Healthy eating tips: Pandemic edition

While there are a number of good reasons why your diet has veered off course, you can steer it back on track, Dr. Heinberg says. Here’s how to get started.

1. Forget weight loss

Bombarded with articles proclaiming that now’s the perfect time to start a new weight loss plan? Ha, yeah, no. “Set realistic goals,” she says. “Don’t focus on losing weight, but on maintaining your weight during the pandemic. If you can get through this without gaining, consider that an enormous win.”  

2. Think quality

During this time, it’s especially important to eat healthy foods that can boost your immune system, like lean protein and antioxidant-rich fruits and vegetables. “Rather than worry about calorie counts or how many carbs a food has, think about putting good fuel into your body,” she says. “That will help you fight illness if you were to become sick.”

3. Set small goals

With routines in disarray, it’s a hard time to make major lifestyle changes. Now might not be the time to go vegan or carb-free. Start with smaller, achievable goals like adding one more serving of fruits or veggies to each meal.

4. Check in with your stomach

Before you grab a snack, ask yourself: Are you really hungry? Or are you just bored? Or lonely? Or anxious after watching all the doom-and-gloom on cable news?

“Our default is often to go to the kitchen and eat something. But you can control the mindless eating,” Dr. Heinberg explains. “If you’re bored, put in a movie or play a game with the kids. If you’re lonely, call a family member. And if you actually are hungry, then think about what might be a reasonable, healthy thing to eat.”

5. Give up the all-or-nothing mentality

You chose the microwave mac-n-cheese for lunch instead of the salad you’d planned. “You’re human,” Dr. Heinberg says. But too often, we follow up a less-than-ideal food choice with a declaration that we’ll start the perfect diet tomorrow or next Monday.

Of course, there is no “perfect” diet. Instead, aim to make a better choice for the very next snack or meal. “Don’t beat yourself up. Just make healthier choices next time,” she says.

## [Stored data]
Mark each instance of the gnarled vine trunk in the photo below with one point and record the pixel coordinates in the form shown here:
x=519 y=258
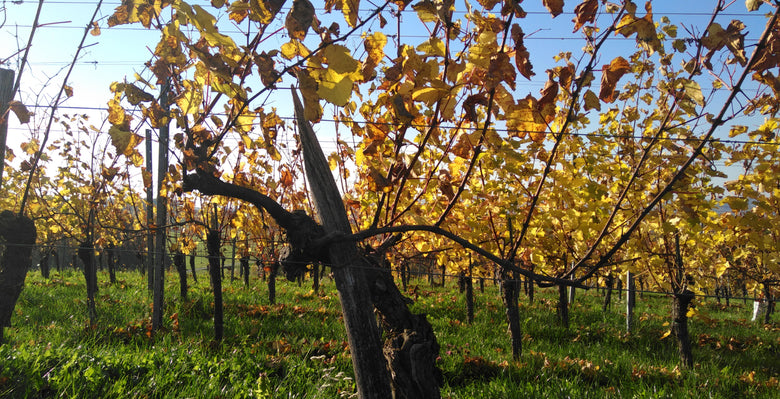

## [Required work]
A – Transcribe the part of the healthy eating tips text starting at "4. Check in" and ending at "on cable news?".
B – Finish out the next part of the pandemic healthy eating tips text, picking up after its last sentence.

## [Expected outputs]
A –
4. Check in with your stomach

Before you grab a snack, ask yourself: Are you really hungry? Or are you just bored? Or lonely? Or anxious after watching all the doom-and-gloom on cable news?

B –
6. Don’t try to make up for off days

After a day of snacking, you might be tempted to cut calories the next day to even things out. Skipping breakfast and having yogurt for lunch will only leave you famished — and set you up to binge on sweets again. “Don’t try to make up for your past eating behavior by not eating enough,” Dr. Heinberg says.

7. Avoid trigger foods

Have you ever bought a box of cookies, planning to eat one as a treat each night — but you end up eating the box in a day? Welcome to the club.

 But it’s a lot easier to resist an ice cream craving if there isn’t any in your freezer. “Keep the trigger foods out of your home,” Dr. Heinberg recommends. 

8. Focus on your food

When we’re distracted, it’s surprisingly easy to finish a bag of chips without even registering what they taste like. Try to avoid eating lunch in front of your laptop or snacking while you watch TV.

 “Put your food in a bowl or plate, sit at the table and focus on what you’re eating. Enjoy your food: Try to notice the taste, the smell, the texture,” Dr. Heinberg suggests.

9. Practice self-compassion

Above all, Dr. Heinberg says, be kind to yourself. That’s always important, but never more so than during a global crisis. “This is an extraordinarily challenging time, and we should all cut ourselves some slack.”